Segment Start: PROVIDED INFORMATION

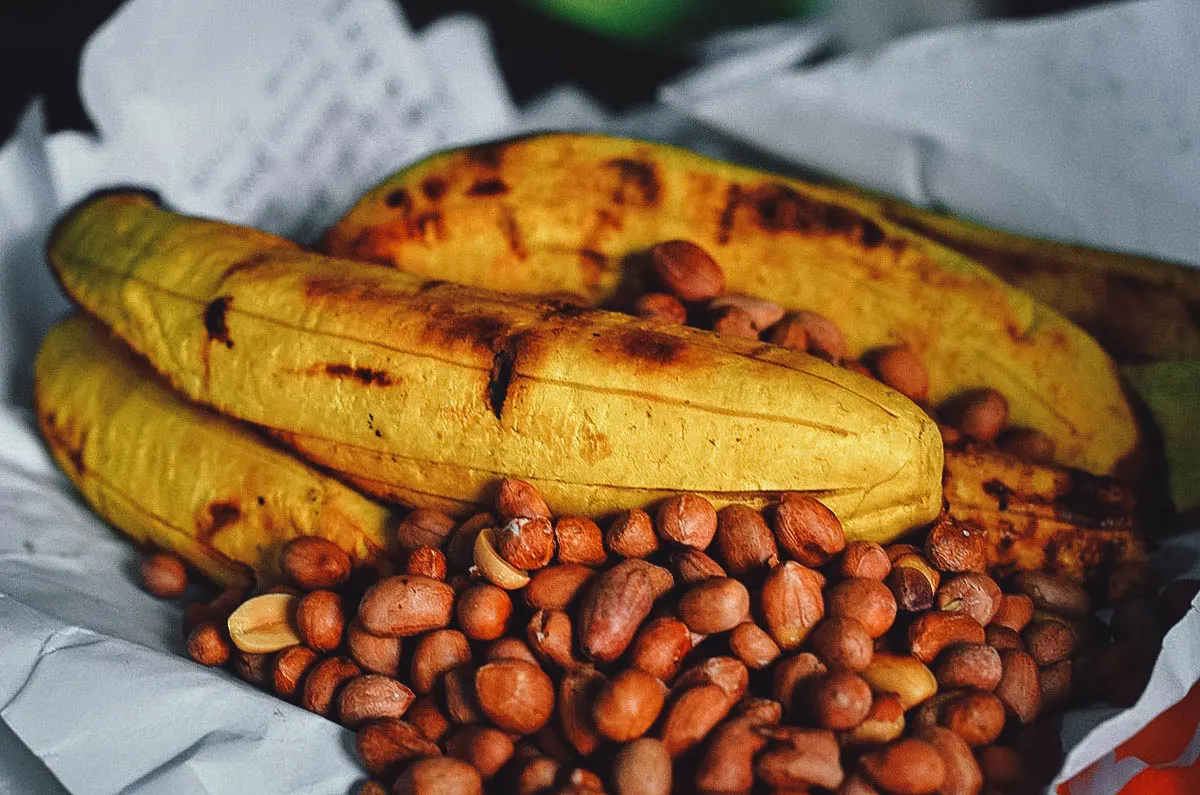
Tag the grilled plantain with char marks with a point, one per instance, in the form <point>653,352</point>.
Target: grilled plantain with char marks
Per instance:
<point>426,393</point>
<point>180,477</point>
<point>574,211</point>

Segment End: PROVIDED INFORMATION
Segment Start: PROVIDED INFORMATION

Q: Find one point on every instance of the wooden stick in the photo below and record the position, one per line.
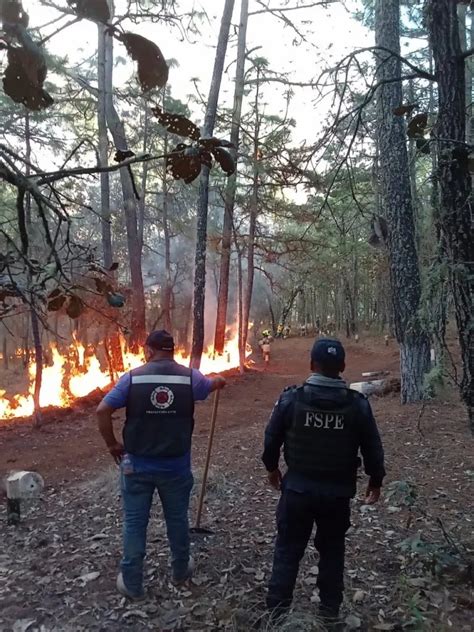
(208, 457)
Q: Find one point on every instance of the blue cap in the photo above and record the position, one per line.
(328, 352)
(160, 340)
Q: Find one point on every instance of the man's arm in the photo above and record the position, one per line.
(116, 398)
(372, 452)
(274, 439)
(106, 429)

Segment End: PROVIDED INFORMATION
Segment Start: PROVIDED INFORMATION

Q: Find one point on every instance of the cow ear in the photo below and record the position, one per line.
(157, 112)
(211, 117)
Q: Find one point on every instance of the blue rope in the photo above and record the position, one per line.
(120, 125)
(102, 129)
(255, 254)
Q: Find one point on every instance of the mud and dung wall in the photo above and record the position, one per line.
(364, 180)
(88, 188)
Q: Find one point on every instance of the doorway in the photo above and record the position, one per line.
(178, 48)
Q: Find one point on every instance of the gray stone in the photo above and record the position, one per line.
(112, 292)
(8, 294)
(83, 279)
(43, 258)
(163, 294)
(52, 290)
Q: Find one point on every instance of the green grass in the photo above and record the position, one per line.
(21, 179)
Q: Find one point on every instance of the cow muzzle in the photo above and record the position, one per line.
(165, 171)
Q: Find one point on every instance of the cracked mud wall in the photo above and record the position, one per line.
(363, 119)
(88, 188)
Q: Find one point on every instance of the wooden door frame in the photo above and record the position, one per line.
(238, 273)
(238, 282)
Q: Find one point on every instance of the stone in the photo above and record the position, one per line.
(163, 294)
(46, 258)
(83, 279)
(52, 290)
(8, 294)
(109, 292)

Segment End: PROVIDED INFORMATION

DIRECTIONS FOR THIS TASK:
Determine how many lines in the listing hold the word "marks". Give only that figure.

ANSWER TO THIS PROBLEM:
2